Once the line containing "phrase -- dry grass" is found, return it and every line that follows, up to and including the final line of the material, exactly as written.
*** SOURCE DATA Section Begins ***
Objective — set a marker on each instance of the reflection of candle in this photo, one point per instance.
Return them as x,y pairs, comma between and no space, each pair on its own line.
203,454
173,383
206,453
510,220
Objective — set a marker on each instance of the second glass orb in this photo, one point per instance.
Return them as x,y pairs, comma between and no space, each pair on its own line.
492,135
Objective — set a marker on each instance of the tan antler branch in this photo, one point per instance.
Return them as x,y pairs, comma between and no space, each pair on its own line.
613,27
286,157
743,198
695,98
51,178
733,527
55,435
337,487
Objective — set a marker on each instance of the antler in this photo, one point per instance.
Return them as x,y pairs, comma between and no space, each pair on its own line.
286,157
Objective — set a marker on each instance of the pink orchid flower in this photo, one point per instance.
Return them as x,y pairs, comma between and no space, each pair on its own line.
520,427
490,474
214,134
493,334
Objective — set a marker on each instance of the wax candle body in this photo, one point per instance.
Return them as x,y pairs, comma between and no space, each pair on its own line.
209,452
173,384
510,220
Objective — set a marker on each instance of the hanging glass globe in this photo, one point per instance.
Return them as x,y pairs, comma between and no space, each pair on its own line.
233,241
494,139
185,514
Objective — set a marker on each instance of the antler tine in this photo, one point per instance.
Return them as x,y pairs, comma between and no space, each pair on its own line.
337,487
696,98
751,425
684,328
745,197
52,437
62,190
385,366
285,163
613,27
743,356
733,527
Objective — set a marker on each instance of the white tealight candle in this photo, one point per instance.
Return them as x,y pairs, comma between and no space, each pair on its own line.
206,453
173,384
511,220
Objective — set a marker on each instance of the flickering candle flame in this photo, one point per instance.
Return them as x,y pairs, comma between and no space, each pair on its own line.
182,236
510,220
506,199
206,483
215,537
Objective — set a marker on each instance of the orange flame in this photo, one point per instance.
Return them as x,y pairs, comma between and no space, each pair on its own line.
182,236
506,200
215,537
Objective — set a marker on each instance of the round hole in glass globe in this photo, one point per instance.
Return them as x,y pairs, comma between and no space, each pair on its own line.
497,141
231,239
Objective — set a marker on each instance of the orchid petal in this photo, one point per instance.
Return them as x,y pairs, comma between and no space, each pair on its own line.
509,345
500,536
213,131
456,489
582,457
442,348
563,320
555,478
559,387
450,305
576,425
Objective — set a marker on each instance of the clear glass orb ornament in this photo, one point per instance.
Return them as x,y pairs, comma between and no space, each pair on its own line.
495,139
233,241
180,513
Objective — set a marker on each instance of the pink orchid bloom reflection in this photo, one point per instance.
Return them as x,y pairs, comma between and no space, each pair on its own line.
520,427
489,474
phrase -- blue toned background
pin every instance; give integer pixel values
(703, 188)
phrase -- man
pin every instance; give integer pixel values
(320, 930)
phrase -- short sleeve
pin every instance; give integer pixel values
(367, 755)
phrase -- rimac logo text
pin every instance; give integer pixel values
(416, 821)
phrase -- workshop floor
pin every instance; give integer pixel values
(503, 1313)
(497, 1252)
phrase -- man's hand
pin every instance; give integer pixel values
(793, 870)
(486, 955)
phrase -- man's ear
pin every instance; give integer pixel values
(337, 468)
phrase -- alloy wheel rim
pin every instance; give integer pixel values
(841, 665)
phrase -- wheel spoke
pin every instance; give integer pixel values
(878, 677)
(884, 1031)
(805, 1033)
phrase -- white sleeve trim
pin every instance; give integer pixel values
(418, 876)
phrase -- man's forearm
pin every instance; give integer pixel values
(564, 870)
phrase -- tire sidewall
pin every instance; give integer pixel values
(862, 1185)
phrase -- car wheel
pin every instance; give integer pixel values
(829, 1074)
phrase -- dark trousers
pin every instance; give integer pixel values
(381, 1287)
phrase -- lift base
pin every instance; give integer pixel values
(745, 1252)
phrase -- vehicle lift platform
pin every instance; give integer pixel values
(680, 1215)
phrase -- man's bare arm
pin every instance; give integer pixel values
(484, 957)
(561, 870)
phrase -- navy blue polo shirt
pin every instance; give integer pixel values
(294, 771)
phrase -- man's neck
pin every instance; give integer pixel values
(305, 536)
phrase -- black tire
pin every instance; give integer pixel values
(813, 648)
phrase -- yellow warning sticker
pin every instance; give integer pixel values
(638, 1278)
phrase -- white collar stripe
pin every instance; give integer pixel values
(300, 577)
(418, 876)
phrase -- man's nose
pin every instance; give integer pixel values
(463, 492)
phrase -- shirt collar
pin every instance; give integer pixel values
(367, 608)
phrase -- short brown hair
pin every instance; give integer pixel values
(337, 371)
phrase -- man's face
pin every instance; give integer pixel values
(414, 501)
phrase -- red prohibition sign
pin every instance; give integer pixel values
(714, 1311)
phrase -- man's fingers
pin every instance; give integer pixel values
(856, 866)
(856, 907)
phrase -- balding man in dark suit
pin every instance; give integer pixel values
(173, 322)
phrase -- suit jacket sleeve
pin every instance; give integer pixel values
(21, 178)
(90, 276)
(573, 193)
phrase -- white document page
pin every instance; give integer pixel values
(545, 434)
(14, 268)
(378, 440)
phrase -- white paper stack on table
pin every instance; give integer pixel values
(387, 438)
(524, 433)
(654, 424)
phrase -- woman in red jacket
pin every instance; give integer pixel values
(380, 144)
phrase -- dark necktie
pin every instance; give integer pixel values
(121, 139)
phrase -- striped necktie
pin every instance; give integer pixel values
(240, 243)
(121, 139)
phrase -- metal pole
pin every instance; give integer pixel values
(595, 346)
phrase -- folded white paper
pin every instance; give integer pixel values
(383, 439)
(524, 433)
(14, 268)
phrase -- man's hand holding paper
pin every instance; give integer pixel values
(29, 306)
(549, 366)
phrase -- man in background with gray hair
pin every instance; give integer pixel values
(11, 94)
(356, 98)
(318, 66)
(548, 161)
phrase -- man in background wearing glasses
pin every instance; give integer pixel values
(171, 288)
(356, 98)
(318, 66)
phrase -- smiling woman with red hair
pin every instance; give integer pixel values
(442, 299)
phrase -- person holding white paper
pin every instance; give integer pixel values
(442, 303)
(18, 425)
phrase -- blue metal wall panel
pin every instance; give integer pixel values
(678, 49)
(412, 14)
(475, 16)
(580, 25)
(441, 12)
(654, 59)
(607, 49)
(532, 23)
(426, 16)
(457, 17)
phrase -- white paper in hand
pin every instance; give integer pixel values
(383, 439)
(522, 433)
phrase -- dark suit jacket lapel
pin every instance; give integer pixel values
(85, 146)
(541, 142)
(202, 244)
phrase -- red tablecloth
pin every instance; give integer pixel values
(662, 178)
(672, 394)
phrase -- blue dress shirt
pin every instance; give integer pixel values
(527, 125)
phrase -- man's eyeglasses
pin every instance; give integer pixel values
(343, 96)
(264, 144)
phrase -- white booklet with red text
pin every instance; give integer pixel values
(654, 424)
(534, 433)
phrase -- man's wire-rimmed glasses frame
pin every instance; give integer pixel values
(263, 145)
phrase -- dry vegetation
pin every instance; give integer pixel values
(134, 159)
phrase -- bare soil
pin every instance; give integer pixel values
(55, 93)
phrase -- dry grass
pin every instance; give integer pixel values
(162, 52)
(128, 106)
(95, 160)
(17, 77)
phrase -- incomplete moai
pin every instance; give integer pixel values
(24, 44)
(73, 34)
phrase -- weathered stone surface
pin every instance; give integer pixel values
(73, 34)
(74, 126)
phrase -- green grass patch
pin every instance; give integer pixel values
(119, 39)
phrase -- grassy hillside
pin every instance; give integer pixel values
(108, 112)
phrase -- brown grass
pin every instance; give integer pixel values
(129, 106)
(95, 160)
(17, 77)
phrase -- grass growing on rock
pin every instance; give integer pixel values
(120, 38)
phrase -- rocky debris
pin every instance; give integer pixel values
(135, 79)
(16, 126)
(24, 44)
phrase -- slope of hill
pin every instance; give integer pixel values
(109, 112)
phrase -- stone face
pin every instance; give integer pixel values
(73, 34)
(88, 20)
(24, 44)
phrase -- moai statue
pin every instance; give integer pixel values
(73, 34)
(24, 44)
*** SOURCE DATA Section Ends ***
* [ANSWER]
phrase -- dry grass
pin every instance; give integer pixel values
(162, 52)
(128, 106)
(95, 160)
(17, 77)
phrase -- incomplete moai
pin every instance; give integer pixel values
(24, 44)
(73, 34)
phrase -- weathered stone surface
pin every instance; give integer pixel values
(73, 34)
(74, 126)
phrase -- green grass patch
pin every instance; give integer pixel values
(119, 39)
phrase -- grassy hillside
pin every instance; give integer pixel values
(108, 112)
phrase -- brown grass
pin every instance; give integer pixel values
(129, 106)
(95, 160)
(17, 77)
phrase -- grass growing on rock
pin every instance; give integer pixel values
(120, 38)
phrase -- rocky debris
pin every instance; give integer pixel values
(135, 79)
(16, 126)
(24, 44)
phrase -- slope of hill
pin every instance; give integer pixel values
(109, 112)
phrase -- stone face
pin every instance; give integer pixel values
(73, 34)
(88, 20)
(24, 44)
phrase -- moai statue
pin every instance; give integer pixel values
(73, 34)
(24, 44)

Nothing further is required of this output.